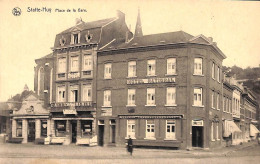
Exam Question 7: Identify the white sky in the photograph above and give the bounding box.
[0,0,260,101]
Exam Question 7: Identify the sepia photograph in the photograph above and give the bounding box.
[0,0,260,164]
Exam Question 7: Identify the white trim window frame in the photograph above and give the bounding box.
[57,85,66,102]
[145,119,155,139]
[165,120,176,140]
[58,57,67,73]
[83,54,93,71]
[193,87,203,107]
[103,90,111,107]
[167,58,176,75]
[194,58,203,75]
[128,61,136,77]
[147,59,156,76]
[82,84,92,101]
[127,89,136,106]
[70,56,79,72]
[126,119,136,139]
[146,88,155,106]
[104,63,112,79]
[166,87,176,106]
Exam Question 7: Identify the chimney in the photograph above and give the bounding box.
[135,8,143,37]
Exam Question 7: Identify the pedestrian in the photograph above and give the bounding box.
[127,136,133,155]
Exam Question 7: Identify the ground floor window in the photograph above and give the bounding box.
[81,120,92,137]
[146,120,155,139]
[166,120,176,139]
[56,120,66,137]
[126,120,135,138]
[41,120,47,137]
[16,120,23,137]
_ _ _ _ _ _ _
> WORK REQUIRED: Write out each line of the data exactly; the images should be left out.

> FULL OUTPUT:
Exam Question 7: Identify the white sky in the photograph above and give the bounding box.
[0,0,260,101]
Exam Question 7: Identify the sepia photograph in the photograph above and give the bounding box.
[0,0,260,164]
Exam Question 7: Identify the white trim window frame in the photograph above and give the bounding box.
[57,85,66,102]
[145,119,155,139]
[165,120,176,140]
[58,57,67,73]
[83,54,93,71]
[193,87,203,107]
[103,90,111,107]
[167,58,176,75]
[194,58,203,75]
[128,61,136,77]
[147,59,156,76]
[82,84,92,101]
[127,89,136,106]
[70,56,79,72]
[126,119,136,139]
[146,88,155,106]
[104,63,112,79]
[166,87,176,106]
Exam Question 7: Identify the chimney in the photograph above and give the bounding box.
[135,8,143,37]
Exam Question 7: Identify the pedestrian in the photograph above and give the bounding box.
[127,136,133,155]
Exam Question 7: Identify the ground floor window in the photograph above and give the bounding box.
[81,120,92,137]
[146,120,155,139]
[166,120,176,139]
[56,120,66,137]
[126,120,135,138]
[41,120,47,137]
[16,120,23,137]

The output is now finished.